- Point-per-instance localization data -
--------

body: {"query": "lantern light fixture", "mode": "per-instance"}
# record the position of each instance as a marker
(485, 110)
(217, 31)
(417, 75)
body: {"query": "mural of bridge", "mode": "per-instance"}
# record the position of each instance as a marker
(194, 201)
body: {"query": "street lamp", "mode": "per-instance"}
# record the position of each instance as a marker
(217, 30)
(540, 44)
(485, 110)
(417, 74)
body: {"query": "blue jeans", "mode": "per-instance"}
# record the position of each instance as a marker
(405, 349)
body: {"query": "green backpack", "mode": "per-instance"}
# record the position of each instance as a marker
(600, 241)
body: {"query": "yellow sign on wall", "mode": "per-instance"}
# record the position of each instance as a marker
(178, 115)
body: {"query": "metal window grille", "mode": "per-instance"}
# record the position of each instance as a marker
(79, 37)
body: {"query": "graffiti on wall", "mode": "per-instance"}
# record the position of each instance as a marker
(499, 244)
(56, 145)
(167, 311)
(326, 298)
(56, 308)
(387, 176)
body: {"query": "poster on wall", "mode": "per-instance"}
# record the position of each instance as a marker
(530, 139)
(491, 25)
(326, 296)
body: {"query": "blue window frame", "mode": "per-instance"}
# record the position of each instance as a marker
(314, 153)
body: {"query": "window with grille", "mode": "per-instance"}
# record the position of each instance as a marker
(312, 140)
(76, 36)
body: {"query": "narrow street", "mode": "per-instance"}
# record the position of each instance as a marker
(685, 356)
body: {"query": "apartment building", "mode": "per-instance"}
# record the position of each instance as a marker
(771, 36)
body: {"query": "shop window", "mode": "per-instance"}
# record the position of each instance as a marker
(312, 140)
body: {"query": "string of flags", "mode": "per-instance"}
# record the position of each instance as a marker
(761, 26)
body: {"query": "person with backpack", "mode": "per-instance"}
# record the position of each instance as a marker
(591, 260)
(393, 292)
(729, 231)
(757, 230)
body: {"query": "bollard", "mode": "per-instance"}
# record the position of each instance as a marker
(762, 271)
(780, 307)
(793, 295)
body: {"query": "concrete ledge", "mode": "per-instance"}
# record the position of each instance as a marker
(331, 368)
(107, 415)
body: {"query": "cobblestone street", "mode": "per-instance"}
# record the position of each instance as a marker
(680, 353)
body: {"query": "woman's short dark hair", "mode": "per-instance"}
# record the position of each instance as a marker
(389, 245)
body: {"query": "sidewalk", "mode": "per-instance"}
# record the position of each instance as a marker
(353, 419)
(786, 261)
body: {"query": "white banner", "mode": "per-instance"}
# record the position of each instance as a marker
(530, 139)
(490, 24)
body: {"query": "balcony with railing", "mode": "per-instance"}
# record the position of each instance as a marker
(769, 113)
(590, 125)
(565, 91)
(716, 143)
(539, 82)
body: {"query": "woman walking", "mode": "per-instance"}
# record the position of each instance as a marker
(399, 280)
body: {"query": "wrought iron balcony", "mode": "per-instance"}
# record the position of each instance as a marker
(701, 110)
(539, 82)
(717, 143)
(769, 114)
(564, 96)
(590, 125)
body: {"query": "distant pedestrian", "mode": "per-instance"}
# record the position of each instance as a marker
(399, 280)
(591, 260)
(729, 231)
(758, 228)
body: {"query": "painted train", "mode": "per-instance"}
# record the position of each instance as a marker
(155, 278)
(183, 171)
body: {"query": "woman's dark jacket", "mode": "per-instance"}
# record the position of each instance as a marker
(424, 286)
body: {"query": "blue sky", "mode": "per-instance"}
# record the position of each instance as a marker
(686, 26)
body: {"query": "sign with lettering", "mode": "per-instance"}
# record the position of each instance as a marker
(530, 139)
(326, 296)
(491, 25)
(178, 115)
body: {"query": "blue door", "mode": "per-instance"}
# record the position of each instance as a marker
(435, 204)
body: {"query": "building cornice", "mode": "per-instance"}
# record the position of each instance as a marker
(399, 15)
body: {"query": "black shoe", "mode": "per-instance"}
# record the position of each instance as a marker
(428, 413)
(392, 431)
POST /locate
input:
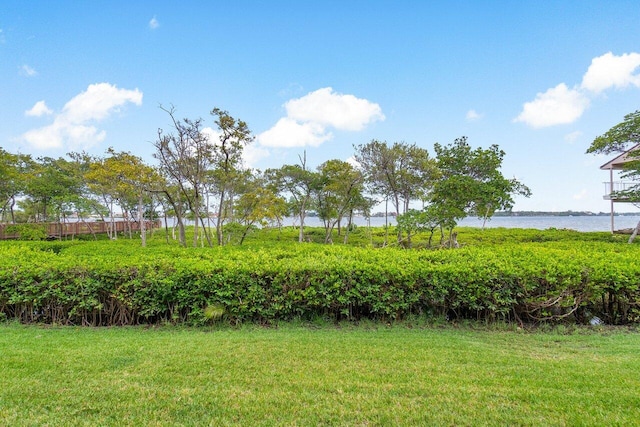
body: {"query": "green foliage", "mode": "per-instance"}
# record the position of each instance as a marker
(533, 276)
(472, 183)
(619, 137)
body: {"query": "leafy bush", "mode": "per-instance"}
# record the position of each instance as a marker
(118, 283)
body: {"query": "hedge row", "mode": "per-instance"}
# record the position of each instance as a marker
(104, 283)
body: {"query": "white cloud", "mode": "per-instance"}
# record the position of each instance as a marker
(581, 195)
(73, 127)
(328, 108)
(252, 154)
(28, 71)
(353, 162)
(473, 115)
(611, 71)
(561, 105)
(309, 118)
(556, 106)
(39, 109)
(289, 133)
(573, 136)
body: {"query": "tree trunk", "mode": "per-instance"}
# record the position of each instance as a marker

--------

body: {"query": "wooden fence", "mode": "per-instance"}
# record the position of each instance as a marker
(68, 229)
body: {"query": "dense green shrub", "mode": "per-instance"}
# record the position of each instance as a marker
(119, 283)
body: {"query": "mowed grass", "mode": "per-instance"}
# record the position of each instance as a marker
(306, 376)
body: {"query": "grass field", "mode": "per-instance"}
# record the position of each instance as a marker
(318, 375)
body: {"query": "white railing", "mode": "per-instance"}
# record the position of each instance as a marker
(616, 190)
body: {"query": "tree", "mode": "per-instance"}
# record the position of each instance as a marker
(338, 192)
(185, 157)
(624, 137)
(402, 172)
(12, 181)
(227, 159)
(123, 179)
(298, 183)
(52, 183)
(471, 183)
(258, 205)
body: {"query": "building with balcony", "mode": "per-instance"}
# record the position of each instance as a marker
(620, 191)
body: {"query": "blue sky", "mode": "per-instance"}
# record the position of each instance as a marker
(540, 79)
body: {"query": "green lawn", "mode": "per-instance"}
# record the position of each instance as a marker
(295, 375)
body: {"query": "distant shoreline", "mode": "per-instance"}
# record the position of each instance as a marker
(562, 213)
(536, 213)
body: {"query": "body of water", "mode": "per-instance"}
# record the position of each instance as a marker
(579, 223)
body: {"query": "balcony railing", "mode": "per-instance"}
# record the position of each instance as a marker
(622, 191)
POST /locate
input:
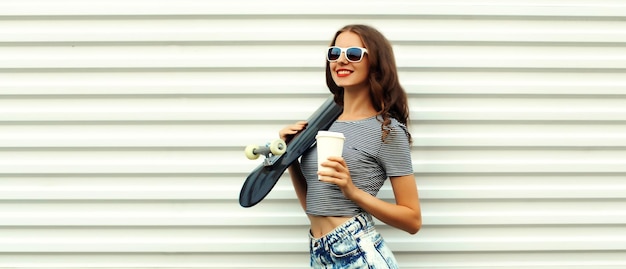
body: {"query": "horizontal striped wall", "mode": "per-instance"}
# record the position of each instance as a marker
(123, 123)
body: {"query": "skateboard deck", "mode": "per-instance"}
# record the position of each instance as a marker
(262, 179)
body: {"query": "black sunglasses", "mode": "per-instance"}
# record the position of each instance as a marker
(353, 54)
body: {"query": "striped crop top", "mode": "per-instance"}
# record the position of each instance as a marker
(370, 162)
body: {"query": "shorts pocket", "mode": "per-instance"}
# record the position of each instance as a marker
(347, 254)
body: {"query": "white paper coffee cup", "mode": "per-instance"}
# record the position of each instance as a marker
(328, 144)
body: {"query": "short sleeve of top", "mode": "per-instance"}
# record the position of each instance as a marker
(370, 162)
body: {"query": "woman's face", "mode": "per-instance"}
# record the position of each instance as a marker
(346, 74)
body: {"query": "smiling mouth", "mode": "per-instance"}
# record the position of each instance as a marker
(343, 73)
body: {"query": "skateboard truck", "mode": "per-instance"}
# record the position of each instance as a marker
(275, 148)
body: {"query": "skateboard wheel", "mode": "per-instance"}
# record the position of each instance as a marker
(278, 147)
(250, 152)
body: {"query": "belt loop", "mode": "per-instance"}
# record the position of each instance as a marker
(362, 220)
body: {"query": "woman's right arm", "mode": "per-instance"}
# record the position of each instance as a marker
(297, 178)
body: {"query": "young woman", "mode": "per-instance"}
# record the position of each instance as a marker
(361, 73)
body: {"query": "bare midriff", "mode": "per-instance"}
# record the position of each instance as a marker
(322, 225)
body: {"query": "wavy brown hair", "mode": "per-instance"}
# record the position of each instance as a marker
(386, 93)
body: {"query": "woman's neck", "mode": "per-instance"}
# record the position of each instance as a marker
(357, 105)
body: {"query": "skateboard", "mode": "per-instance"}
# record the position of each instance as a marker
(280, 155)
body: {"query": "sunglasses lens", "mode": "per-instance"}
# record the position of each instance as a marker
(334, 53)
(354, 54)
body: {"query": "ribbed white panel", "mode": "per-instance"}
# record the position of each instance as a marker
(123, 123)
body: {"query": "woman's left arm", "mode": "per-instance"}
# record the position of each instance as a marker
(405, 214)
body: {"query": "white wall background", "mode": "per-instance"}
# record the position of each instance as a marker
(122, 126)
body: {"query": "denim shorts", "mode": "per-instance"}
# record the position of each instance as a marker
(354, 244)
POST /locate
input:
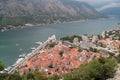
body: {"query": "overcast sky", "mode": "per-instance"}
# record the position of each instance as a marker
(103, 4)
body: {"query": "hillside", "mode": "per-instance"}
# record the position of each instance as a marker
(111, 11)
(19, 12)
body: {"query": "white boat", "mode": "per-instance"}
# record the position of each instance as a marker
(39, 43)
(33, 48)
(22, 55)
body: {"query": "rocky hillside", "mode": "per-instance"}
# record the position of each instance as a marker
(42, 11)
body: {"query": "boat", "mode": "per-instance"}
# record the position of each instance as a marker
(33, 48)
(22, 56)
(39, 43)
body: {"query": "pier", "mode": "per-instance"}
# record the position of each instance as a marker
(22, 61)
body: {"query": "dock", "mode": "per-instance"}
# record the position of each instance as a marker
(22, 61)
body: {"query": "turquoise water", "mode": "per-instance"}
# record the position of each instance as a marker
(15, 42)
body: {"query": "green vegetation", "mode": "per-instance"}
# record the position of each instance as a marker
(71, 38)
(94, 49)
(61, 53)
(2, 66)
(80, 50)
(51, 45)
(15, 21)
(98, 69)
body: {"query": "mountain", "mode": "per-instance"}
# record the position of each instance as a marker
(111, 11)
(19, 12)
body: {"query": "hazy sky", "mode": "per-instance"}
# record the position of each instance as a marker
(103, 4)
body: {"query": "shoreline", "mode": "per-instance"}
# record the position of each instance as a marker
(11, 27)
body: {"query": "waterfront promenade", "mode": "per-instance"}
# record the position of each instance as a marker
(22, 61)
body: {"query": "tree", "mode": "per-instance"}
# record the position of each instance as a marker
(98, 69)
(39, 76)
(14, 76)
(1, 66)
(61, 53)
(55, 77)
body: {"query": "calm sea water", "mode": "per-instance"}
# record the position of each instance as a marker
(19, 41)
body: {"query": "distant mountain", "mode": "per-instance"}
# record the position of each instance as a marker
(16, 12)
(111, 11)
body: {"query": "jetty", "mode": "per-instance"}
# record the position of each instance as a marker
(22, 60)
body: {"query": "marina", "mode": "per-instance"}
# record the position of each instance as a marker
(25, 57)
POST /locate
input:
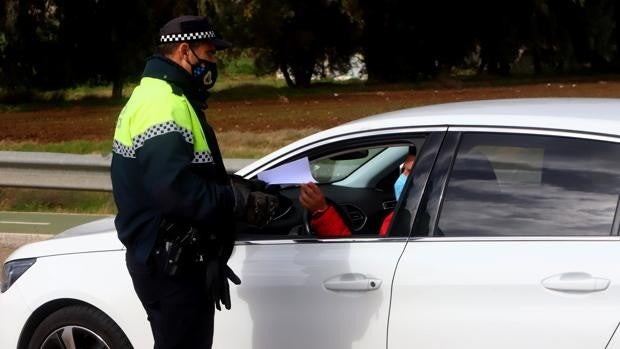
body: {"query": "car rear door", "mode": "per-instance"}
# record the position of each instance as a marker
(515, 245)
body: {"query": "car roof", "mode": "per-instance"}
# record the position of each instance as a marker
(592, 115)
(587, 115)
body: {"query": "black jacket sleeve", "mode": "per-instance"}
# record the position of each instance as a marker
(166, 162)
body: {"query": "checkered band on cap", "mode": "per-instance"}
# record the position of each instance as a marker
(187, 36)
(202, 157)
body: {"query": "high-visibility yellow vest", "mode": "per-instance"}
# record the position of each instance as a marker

--------

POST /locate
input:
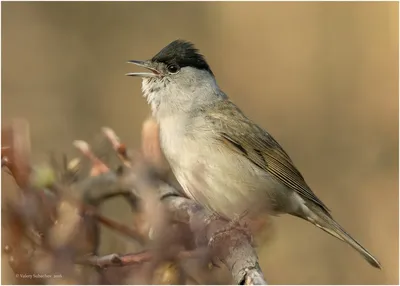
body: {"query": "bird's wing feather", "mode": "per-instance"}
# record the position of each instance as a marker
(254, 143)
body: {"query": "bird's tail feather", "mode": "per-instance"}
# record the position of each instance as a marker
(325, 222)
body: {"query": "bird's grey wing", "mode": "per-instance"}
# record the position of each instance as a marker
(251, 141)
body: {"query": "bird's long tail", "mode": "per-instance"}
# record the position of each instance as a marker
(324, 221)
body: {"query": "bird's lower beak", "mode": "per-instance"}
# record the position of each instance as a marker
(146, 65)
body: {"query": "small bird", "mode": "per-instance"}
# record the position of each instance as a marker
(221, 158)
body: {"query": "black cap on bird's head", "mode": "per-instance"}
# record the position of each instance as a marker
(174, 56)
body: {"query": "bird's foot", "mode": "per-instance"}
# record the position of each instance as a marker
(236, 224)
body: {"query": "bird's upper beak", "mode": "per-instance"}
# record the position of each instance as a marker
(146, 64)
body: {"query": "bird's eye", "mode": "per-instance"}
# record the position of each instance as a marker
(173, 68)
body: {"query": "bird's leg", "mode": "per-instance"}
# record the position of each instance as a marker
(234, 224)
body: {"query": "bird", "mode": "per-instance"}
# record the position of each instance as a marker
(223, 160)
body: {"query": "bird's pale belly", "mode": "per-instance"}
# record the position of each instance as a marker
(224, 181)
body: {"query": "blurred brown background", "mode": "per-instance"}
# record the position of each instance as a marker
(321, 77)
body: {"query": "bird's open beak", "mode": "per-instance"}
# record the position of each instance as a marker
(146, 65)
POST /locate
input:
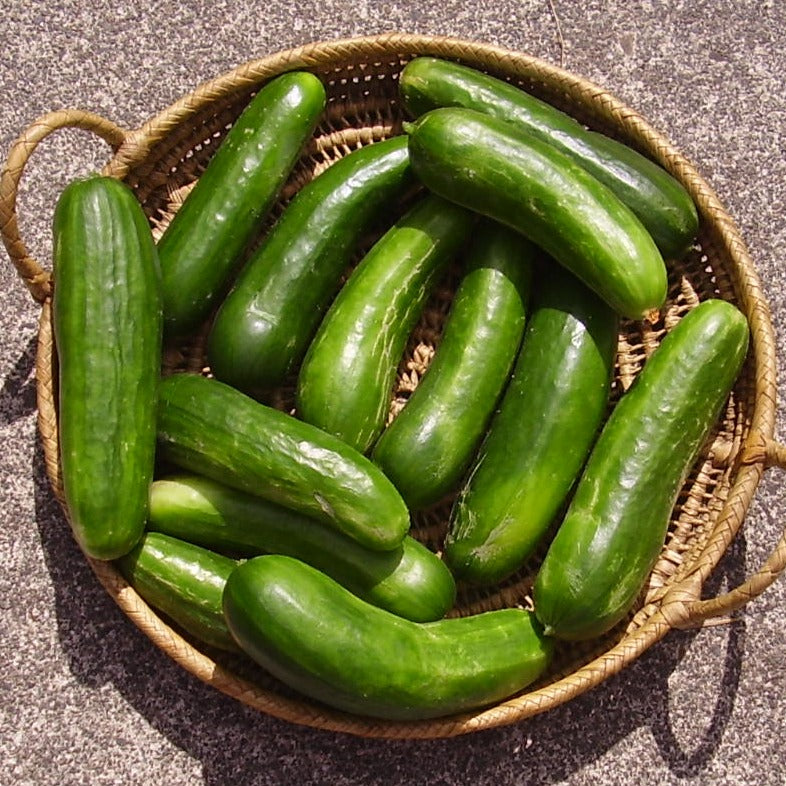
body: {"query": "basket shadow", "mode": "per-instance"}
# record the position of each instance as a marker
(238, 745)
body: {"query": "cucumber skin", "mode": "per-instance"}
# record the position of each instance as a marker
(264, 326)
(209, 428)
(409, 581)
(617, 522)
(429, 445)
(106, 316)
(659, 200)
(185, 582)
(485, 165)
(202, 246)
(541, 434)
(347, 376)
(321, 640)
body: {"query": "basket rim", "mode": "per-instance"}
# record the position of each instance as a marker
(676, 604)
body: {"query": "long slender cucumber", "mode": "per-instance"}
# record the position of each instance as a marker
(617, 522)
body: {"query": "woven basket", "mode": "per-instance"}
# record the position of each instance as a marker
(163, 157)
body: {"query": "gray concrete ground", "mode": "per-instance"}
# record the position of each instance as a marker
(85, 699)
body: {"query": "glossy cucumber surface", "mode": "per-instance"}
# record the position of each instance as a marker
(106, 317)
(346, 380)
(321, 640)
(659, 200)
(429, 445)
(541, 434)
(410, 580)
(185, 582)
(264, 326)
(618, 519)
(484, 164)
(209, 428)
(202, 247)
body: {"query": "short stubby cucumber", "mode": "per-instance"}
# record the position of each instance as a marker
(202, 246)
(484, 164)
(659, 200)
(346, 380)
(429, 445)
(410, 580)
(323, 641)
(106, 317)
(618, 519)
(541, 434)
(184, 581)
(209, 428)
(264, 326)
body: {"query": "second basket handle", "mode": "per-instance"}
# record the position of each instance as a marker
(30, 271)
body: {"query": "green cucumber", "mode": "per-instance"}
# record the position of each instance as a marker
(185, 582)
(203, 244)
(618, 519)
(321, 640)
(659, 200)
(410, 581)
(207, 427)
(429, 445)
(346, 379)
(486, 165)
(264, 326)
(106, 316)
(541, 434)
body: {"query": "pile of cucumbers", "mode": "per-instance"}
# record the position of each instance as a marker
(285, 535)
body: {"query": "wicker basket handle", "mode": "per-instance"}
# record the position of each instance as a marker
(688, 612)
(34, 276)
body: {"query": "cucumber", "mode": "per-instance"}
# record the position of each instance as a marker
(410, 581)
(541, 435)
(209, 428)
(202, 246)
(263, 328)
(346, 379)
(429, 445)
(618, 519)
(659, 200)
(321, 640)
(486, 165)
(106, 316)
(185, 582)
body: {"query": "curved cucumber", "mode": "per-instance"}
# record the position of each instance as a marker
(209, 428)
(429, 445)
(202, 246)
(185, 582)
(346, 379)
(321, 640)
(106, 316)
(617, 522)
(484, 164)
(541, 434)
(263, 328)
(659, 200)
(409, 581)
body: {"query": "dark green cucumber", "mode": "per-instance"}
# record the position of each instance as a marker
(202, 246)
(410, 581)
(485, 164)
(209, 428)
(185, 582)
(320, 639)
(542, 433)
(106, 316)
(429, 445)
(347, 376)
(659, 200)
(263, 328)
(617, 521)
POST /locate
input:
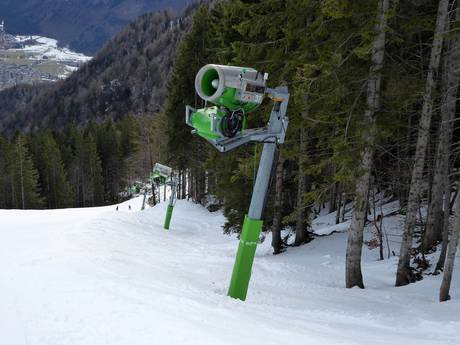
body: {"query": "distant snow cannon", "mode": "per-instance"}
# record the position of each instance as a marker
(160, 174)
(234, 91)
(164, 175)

--------

- Your objective -
Match on "shorts" and copy out every line of the entries that contains it.

- Solved problem -
body: {"query": "shorts pocket", "mode": "per-instance"}
body: {"query": "denim shorts", "mode": "per-instance"}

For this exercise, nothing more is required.